**WHAT THE EXERCISE ASKS**
Can you copy the lines from the one that contains "road and record integer pixel coordinates." through the end of the material below, exactly and with nothing else?

==== STORED RECORDS ====

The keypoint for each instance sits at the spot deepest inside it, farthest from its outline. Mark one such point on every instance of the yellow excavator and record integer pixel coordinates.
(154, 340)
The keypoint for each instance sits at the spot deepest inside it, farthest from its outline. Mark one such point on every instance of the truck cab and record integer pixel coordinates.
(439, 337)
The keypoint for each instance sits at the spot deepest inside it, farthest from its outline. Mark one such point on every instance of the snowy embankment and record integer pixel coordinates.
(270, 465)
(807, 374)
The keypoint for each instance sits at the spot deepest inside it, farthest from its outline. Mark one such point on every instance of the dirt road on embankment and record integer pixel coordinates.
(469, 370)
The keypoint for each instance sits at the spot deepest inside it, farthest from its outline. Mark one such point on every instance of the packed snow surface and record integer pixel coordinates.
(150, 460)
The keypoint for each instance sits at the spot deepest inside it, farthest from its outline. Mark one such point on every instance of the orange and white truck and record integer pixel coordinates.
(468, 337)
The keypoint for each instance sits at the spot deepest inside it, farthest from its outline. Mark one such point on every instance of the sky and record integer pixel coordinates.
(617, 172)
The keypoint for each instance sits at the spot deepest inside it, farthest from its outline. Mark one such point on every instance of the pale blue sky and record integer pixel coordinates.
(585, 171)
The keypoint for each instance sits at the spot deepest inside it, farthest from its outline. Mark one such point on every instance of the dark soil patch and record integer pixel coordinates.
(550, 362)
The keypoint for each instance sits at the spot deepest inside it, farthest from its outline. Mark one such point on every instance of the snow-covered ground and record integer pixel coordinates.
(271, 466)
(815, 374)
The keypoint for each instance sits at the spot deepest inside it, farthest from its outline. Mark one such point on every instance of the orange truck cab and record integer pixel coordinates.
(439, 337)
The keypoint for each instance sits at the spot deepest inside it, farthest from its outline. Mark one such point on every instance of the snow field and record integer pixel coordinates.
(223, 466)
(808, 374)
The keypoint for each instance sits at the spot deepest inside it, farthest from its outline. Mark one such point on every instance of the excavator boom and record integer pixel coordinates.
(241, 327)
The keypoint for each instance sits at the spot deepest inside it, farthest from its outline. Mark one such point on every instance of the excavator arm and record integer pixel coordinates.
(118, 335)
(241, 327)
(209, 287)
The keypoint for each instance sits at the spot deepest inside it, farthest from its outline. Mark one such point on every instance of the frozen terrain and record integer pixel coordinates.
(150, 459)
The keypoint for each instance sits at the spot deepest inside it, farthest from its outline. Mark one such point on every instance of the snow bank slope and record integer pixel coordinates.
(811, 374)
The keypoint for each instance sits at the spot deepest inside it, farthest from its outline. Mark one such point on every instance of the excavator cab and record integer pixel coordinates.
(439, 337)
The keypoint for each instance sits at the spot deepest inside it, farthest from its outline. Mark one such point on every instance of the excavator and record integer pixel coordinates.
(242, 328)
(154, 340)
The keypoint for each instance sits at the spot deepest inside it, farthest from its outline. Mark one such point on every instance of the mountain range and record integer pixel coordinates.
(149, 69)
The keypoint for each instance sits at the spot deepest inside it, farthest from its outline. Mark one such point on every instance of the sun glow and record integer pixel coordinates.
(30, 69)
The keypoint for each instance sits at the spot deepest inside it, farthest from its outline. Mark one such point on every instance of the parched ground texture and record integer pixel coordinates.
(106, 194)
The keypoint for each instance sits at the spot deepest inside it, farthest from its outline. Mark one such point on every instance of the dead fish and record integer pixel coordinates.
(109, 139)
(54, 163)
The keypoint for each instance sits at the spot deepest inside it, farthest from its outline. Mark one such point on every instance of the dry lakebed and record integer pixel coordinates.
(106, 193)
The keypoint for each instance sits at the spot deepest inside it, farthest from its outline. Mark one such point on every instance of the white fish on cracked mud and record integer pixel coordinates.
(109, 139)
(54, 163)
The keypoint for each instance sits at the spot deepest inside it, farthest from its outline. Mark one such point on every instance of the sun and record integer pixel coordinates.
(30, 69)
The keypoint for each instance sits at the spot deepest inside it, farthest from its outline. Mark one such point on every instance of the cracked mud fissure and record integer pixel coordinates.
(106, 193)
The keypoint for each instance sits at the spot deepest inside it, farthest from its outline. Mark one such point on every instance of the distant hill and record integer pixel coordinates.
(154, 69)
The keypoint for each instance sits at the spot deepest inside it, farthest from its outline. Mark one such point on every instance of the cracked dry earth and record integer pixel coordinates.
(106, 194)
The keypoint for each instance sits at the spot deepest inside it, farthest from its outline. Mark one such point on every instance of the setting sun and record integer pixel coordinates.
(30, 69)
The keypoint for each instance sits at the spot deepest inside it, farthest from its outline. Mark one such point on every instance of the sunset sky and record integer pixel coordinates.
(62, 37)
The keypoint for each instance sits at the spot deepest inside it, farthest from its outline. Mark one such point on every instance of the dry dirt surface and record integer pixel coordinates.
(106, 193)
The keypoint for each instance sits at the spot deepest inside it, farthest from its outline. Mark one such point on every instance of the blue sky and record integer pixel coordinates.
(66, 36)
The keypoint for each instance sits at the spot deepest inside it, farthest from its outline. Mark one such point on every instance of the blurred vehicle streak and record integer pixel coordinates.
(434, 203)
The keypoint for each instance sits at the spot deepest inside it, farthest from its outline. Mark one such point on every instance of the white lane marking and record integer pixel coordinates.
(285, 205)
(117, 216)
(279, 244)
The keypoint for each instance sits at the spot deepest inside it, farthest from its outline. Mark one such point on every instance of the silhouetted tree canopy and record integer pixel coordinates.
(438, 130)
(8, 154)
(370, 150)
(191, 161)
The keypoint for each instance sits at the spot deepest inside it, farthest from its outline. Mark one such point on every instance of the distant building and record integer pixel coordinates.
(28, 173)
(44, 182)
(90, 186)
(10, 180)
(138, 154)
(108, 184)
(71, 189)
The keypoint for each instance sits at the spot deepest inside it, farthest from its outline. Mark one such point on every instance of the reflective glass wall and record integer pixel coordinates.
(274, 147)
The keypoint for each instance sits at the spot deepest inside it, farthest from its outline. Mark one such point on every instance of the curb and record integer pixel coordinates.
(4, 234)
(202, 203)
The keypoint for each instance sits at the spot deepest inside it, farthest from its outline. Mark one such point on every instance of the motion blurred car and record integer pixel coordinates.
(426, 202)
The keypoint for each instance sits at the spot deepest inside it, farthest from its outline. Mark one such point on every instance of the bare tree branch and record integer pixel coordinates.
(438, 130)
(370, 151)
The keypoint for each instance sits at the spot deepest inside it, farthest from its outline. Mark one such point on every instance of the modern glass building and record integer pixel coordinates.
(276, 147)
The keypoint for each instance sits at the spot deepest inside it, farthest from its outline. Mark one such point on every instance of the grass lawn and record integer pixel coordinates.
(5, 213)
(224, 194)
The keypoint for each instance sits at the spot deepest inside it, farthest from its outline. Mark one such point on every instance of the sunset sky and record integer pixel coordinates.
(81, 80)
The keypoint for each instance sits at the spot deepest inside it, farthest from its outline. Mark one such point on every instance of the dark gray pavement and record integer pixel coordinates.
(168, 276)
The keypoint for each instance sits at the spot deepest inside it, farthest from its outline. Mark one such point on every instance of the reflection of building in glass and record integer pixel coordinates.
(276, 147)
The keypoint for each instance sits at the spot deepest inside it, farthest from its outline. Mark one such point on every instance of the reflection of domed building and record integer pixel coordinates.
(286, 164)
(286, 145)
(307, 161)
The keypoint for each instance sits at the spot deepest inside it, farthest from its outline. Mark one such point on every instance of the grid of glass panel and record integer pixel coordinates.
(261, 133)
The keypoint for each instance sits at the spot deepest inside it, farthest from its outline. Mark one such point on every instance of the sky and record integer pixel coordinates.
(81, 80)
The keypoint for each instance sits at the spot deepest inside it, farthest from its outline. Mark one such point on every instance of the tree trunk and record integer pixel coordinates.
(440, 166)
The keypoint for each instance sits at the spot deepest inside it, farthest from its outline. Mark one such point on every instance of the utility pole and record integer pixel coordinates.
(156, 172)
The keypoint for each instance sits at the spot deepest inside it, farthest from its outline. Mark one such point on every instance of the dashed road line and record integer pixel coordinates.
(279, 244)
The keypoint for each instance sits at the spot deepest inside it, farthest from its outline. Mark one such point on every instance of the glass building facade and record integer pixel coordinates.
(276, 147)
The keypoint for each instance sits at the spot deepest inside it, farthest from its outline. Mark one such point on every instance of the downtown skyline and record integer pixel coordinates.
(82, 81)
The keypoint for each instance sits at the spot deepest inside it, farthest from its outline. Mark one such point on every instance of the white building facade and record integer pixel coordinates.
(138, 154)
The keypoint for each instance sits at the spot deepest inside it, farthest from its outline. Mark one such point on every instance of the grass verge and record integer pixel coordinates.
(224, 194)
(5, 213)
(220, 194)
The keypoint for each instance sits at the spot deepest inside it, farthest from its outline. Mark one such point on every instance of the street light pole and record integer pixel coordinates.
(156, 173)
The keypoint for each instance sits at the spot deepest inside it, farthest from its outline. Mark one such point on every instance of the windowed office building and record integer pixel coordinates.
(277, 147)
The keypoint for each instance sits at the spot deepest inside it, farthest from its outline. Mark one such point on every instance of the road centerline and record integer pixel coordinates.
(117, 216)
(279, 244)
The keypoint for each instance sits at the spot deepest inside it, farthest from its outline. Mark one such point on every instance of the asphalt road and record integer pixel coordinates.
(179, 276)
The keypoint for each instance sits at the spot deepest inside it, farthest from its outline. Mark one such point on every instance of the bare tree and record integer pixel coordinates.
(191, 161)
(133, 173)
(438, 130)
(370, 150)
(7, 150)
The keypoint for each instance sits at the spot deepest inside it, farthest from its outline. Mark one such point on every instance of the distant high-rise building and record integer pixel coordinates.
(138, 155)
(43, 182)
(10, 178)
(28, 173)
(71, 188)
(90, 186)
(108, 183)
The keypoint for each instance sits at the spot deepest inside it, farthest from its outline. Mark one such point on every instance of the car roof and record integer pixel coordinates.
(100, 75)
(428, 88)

====

**EXPECTED ANSWER**
The keypoint for each instance sits at the spot deepest inside it, farthest from its outline. Mark one such point on every instance of the asphalt road and record integer pixel coordinates.
(179, 276)
The keypoint for each instance sits at the spot deepest inside it, farthest from its outline. Mark one such point on every instance of the bare tree and record integer pixel coordinates.
(191, 161)
(133, 173)
(438, 130)
(370, 150)
(7, 150)
The keypoint for each instance sits at the spot deepest inside it, farthest from its outline. Mark one such point on every instance of the distant high-rise building and record integer pixel coordinates.
(138, 155)
(43, 182)
(10, 178)
(28, 173)
(71, 188)
(90, 186)
(108, 183)
The keypoint for each instance sits at the spot deepest inside it, farthest from its outline. Mark one such point on every instance of the car roof and record integer pixel coordinates.
(100, 75)
(428, 88)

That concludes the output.